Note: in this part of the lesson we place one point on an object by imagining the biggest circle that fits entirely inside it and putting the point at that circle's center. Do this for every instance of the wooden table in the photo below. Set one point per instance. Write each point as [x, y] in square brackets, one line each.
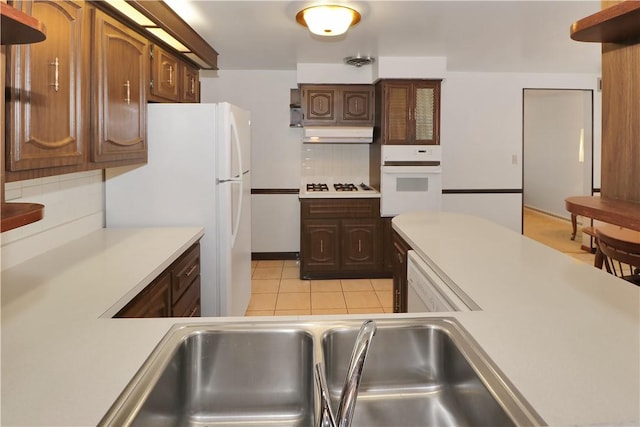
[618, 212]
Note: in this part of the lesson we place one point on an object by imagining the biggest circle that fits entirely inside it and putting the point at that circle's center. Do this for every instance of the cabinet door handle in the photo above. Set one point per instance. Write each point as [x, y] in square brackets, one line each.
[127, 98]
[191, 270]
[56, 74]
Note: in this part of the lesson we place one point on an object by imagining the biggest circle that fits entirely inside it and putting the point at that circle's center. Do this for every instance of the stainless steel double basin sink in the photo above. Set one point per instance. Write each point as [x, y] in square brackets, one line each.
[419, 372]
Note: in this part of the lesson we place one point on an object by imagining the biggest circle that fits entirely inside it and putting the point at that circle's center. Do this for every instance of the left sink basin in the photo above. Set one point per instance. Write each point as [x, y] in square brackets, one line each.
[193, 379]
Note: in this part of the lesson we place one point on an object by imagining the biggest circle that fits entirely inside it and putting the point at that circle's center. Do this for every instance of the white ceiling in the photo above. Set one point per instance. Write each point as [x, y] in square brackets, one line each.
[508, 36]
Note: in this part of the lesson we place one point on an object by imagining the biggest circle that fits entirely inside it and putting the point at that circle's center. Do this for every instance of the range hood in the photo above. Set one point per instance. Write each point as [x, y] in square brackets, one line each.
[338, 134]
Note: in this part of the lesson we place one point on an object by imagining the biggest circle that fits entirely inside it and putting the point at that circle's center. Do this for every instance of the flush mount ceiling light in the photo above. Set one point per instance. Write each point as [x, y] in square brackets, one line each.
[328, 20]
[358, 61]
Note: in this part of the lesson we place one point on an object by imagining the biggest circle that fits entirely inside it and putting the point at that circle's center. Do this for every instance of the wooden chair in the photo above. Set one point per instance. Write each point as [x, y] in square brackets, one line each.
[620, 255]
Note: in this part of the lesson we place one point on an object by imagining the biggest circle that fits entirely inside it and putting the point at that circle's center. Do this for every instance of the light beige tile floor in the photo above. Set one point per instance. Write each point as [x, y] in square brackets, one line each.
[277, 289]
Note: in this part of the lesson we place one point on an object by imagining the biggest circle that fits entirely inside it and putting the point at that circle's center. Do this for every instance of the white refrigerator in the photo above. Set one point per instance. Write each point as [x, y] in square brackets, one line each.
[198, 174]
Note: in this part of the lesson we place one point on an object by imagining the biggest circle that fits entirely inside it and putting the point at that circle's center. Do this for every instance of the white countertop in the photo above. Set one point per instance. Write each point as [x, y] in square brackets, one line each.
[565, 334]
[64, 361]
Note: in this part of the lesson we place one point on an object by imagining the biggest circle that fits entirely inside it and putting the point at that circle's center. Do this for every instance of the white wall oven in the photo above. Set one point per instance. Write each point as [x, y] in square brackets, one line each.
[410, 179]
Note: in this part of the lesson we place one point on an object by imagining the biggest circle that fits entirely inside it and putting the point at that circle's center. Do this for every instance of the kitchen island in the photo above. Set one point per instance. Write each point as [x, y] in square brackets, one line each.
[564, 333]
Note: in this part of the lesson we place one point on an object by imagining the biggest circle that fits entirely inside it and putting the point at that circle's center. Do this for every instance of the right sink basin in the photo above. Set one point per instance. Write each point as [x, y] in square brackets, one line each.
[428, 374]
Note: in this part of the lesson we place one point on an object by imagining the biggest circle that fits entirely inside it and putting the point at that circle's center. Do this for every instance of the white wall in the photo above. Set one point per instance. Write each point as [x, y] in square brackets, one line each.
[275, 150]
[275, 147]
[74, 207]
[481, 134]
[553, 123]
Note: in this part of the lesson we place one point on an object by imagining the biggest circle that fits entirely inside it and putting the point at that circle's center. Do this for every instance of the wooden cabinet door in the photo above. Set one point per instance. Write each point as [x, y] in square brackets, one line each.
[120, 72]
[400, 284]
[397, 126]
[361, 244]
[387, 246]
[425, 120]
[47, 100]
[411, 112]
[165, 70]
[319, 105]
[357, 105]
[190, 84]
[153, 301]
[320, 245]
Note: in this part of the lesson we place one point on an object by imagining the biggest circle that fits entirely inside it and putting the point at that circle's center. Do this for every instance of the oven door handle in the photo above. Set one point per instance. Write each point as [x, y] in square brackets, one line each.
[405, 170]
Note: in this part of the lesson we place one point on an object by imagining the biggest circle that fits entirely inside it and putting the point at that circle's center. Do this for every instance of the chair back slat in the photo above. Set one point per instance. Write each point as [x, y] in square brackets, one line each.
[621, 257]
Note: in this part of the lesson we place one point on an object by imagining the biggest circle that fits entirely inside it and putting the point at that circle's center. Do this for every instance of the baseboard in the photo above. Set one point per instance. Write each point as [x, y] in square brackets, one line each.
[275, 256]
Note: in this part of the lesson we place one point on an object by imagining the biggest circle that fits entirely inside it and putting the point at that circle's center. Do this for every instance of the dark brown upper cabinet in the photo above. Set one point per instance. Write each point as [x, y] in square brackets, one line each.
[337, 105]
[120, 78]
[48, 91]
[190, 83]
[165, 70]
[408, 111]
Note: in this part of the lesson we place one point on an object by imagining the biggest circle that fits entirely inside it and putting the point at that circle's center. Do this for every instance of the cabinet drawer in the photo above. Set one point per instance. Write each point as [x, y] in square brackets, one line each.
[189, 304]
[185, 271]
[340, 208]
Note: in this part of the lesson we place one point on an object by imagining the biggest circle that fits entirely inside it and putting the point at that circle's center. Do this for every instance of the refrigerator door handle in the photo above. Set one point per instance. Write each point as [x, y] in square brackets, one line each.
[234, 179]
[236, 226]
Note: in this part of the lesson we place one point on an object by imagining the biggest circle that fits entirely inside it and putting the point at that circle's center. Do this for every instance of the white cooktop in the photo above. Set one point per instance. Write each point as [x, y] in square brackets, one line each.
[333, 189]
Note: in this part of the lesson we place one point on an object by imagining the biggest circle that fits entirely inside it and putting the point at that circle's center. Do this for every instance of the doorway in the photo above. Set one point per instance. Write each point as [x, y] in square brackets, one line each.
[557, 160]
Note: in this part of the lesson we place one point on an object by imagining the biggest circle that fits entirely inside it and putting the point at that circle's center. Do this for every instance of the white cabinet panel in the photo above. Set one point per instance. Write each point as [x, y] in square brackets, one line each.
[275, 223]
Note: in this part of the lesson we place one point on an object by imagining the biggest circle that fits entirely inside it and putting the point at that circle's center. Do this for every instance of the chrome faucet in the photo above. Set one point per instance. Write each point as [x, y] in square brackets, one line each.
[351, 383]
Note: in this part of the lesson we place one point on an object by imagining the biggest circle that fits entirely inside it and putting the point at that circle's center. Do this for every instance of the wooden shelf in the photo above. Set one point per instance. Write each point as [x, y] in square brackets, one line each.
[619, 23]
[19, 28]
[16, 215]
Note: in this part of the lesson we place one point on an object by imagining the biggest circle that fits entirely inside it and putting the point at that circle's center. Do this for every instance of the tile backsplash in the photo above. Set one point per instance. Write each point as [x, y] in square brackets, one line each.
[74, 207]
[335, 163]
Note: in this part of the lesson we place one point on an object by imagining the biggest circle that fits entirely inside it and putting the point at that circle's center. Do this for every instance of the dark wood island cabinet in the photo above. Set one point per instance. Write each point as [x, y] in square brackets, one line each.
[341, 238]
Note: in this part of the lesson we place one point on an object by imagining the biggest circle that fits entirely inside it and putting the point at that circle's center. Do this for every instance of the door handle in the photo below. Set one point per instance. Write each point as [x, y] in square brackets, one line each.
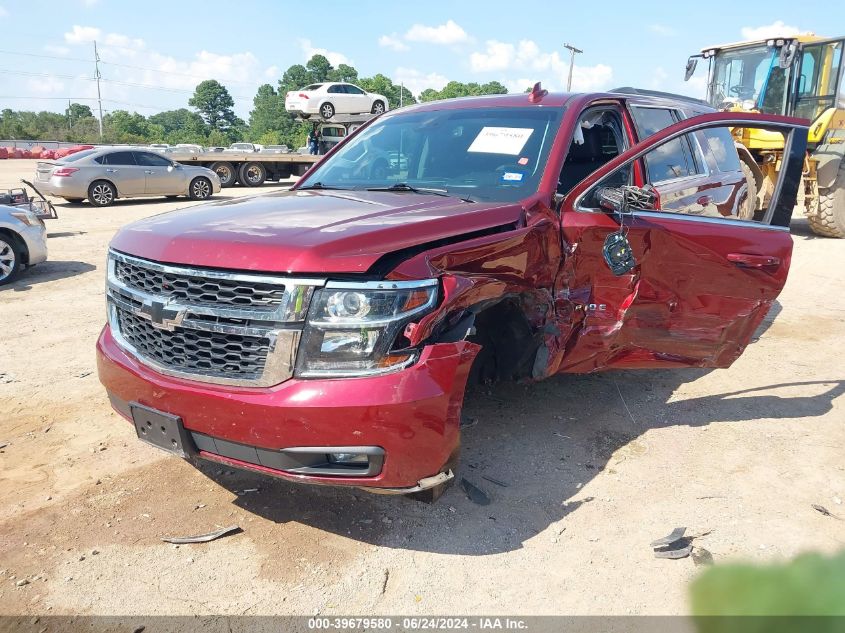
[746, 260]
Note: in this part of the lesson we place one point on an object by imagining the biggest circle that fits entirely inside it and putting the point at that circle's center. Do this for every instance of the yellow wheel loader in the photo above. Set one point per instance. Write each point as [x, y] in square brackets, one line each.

TASK BRIEF -> Locate the line containing "the door handle" in the material above, then repeat it and every later line exactly, with no pictures.

FINISHED EXERCISE ->
Note: in this part of the lesson we place one point on an object by imagining the biggest circle that fits entirely inside it and putting the point at that circle's center. Do this for every instance of the door handle in the photo below. Set one point per instance. Write each point as [x, y] in square brackets, one line each.
[746, 260]
Note: in this part of the lesson we place one point on an object by imagining the biggest circle that fits entirely inside it and putting the point at that circle's center. Do this for every instance of the yellow wheel loader in the photo above. Set one point per instance. Write each point as [x, y] in square brackets, one line each.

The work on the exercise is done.